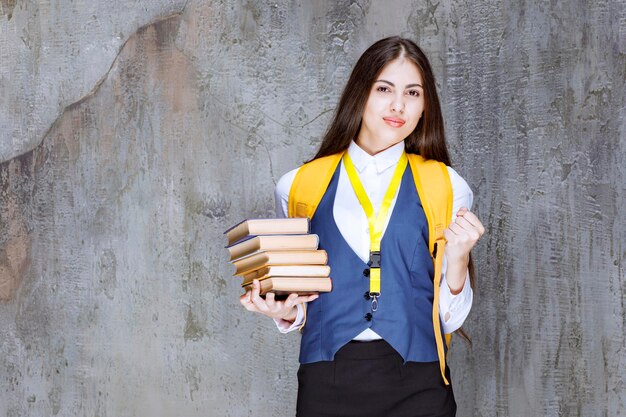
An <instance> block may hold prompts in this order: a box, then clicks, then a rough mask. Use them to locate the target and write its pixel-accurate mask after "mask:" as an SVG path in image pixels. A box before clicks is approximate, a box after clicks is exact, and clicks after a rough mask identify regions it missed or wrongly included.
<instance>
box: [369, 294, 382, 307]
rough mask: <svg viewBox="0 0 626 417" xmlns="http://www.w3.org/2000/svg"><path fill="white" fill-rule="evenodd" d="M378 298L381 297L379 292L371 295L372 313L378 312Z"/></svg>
mask: <svg viewBox="0 0 626 417" xmlns="http://www.w3.org/2000/svg"><path fill="white" fill-rule="evenodd" d="M378 297H380V293H379V292H371V293H370V298H371V299H372V311H376V310H378Z"/></svg>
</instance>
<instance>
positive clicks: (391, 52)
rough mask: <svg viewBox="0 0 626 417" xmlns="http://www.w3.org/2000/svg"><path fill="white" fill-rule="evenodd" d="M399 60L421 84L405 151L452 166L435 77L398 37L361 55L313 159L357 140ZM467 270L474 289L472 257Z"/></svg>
mask: <svg viewBox="0 0 626 417" xmlns="http://www.w3.org/2000/svg"><path fill="white" fill-rule="evenodd" d="M398 58H404V59H408V60H410V61H411V62H413V63H414V64H415V65H416V66H417V69H418V70H419V72H420V74H421V75H422V81H423V83H424V85H423V90H424V112H423V113H422V117H421V118H420V120H419V122H418V124H417V126H416V127H415V130H413V132H411V134H410V135H409V136H407V137H406V139H404V146H405V149H406V152H408V153H414V154H418V155H421V156H423V157H424V158H426V159H434V160H436V161H440V162H443V163H444V164H446V165H451V161H450V155H449V154H448V146H447V145H446V136H445V133H444V126H443V116H442V114H441V105H440V104H439V96H438V94H437V86H436V85H435V76H434V75H433V71H432V69H431V67H430V63H429V62H428V58H426V55H425V54H424V52H423V51H422V50H421V49H420V48H419V46H417V45H416V44H415V42H413V41H411V40H409V39H405V38H401V37H399V36H392V37H389V38H385V39H381V40H379V41H378V42H376V43H374V44H373V45H372V46H370V47H369V48H367V50H366V51H365V52H363V55H361V57H360V58H359V60H358V61H357V63H356V65H355V66H354V68H353V69H352V73H351V74H350V78H349V79H348V83H347V84H346V86H345V88H344V89H343V93H342V94H341V99H340V100H339V105H338V106H337V109H336V111H335V116H334V118H333V120H332V122H331V123H330V126H329V127H328V130H327V131H326V134H325V135H324V139H323V140H322V144H321V145H320V148H319V150H318V151H317V154H316V155H315V157H314V158H313V159H317V158H321V157H323V156H327V155H332V154H334V153H337V152H341V151H345V150H346V149H348V147H349V146H350V143H351V142H352V141H353V140H356V138H357V136H358V134H359V131H360V129H361V119H362V116H363V112H364V110H365V104H366V103H367V99H368V98H369V94H370V90H371V89H372V85H373V84H374V82H375V81H376V79H377V77H378V76H379V74H380V73H381V72H382V70H383V68H384V67H385V65H387V64H388V63H390V62H391V61H393V60H395V59H398ZM468 269H469V274H470V285H471V287H472V288H474V287H475V285H476V284H475V282H476V278H475V273H474V262H473V261H472V256H471V255H470V258H469V264H468ZM457 333H459V334H460V335H461V336H462V337H463V338H464V339H466V340H467V341H470V340H469V338H468V337H467V335H466V334H465V332H464V331H463V330H462V329H459V330H457ZM470 343H471V342H470Z"/></svg>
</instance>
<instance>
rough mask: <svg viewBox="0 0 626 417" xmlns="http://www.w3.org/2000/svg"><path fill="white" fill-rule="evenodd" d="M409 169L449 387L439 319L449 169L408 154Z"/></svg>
mask: <svg viewBox="0 0 626 417" xmlns="http://www.w3.org/2000/svg"><path fill="white" fill-rule="evenodd" d="M407 156H408V157H409V166H410V167H411V172H412V173H413V179H414V181H415V188H417V193H418V195H419V197H420V201H421V202H422V207H423V208H424V213H425V214H426V220H427V221H428V249H429V252H430V255H431V257H432V259H433V263H434V265H435V276H434V279H433V281H434V282H433V285H434V299H433V328H434V331H435V341H436V342H437V355H438V357H439V367H440V368H441V376H442V377H443V380H444V382H445V384H446V385H449V384H450V383H449V382H448V379H447V378H446V375H445V370H446V358H445V353H444V348H443V343H444V341H443V340H442V337H441V322H440V319H439V286H440V285H441V267H442V265H443V252H444V248H445V245H446V240H445V238H444V236H443V231H444V229H445V228H446V227H447V226H448V223H449V222H450V219H451V218H452V197H453V196H452V184H451V182H450V175H449V174H448V168H447V167H446V165H445V164H444V163H442V162H438V161H434V160H425V159H424V158H422V157H421V156H419V155H415V154H408V155H407ZM445 339H446V340H445V343H446V345H447V346H449V345H450V335H445Z"/></svg>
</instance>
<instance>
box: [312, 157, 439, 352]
mask: <svg viewBox="0 0 626 417" xmlns="http://www.w3.org/2000/svg"><path fill="white" fill-rule="evenodd" d="M339 169H340V165H339V166H338V167H337V169H336V170H335V173H334V174H333V177H332V179H331V181H330V184H329V185H328V188H327V190H326V193H325V194H324V197H323V198H322V200H321V201H320V204H319V206H318V207H317V210H316V212H315V214H314V216H313V219H312V220H311V233H315V234H317V235H318V236H319V238H320V249H325V250H326V251H327V252H328V264H329V265H330V268H331V277H332V281H333V289H332V291H331V292H329V293H320V296H319V298H318V299H316V300H315V301H312V302H310V303H308V306H307V321H306V325H305V326H304V328H303V329H302V341H301V345H300V362H301V363H310V362H318V361H330V360H333V358H334V356H335V353H336V352H337V351H338V350H339V349H340V348H341V347H342V346H343V345H345V344H346V343H348V342H349V341H350V340H352V339H353V338H354V337H356V336H357V335H358V334H359V333H361V332H362V331H363V330H365V329H367V328H371V329H372V330H373V331H375V332H376V333H377V334H379V335H380V336H381V337H382V338H383V339H384V340H385V341H387V342H388V343H389V344H390V345H391V346H392V347H393V348H394V349H395V350H396V351H397V352H398V353H399V354H400V355H401V356H402V358H403V359H404V361H405V362H406V361H415V362H435V361H437V360H438V356H437V345H436V342H435V335H434V330H433V323H432V309H433V279H432V277H433V273H434V268H433V262H432V258H431V257H430V255H429V253H428V223H427V220H426V216H425V214H424V211H423V209H422V206H421V203H420V199H419V196H418V194H417V191H416V189H415V184H414V182H413V174H412V173H411V169H410V168H409V167H408V166H407V168H406V170H405V172H404V174H403V176H402V182H401V184H400V189H399V190H398V197H397V199H396V204H395V206H394V208H393V211H392V213H391V218H390V220H389V223H388V225H387V228H386V230H385V234H384V235H383V239H382V242H381V296H380V298H379V300H378V310H377V311H375V312H373V313H372V311H371V301H370V300H369V299H367V298H366V297H365V294H366V292H368V291H369V278H368V277H366V276H365V274H364V271H365V270H366V269H368V266H367V264H366V263H365V262H363V261H362V260H361V258H359V257H358V256H357V255H356V254H355V253H354V251H353V250H352V248H350V246H349V245H348V243H347V242H346V241H345V239H344V238H343V236H342V235H341V233H340V232H339V229H338V228H337V225H336V223H335V221H334V217H333V202H334V201H335V194H336V192H337V183H338V180H339ZM368 313H372V315H371V317H369V316H367V314H368ZM368 317H369V320H368ZM442 337H443V334H442Z"/></svg>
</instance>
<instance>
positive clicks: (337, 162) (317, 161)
mask: <svg viewBox="0 0 626 417" xmlns="http://www.w3.org/2000/svg"><path fill="white" fill-rule="evenodd" d="M342 156H343V152H339V153H336V154H333V155H328V156H325V157H322V158H318V159H314V160H312V161H311V162H308V163H306V164H304V165H302V166H301V167H300V169H299V170H298V172H297V173H296V177H295V178H294V180H293V183H292V184H291V189H290V190H289V202H288V203H287V212H288V213H287V216H288V217H308V218H309V219H312V218H313V215H314V214H315V210H317V206H318V205H319V203H320V201H322V197H323V196H324V193H325V192H326V189H327V188H328V184H330V180H331V178H332V177H333V174H334V172H335V169H337V165H338V164H339V161H341V157H342ZM302 308H303V309H304V321H303V322H302V325H301V326H300V328H299V329H298V330H300V331H302V329H303V328H304V325H305V324H306V304H302Z"/></svg>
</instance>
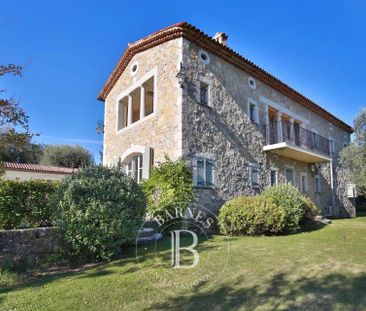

TASK DETAILS ▸
Copy out every line in the entries above that contains the word "positive". Only matches with the same upper and lower case count.

OUTPUT FOR THIS TASK ▸
positive clicks: (391, 52)
positive clicks: (337, 162) (317, 161)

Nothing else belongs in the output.